Segment Start: Records supplied

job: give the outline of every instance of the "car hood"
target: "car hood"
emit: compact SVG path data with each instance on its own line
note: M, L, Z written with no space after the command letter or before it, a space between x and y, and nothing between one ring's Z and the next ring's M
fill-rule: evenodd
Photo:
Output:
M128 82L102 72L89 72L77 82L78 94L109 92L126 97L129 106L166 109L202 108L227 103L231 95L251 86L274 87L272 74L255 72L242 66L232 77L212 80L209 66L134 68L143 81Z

Segment End: Records supplied

▶ _Exercise requirements_: Please copy out each line in the entries that mentions the string "instance".

▶ _Problem solution_:
job: give the outline of every instance of the "car hood"
emit: compact SVG path data with each instance on its own line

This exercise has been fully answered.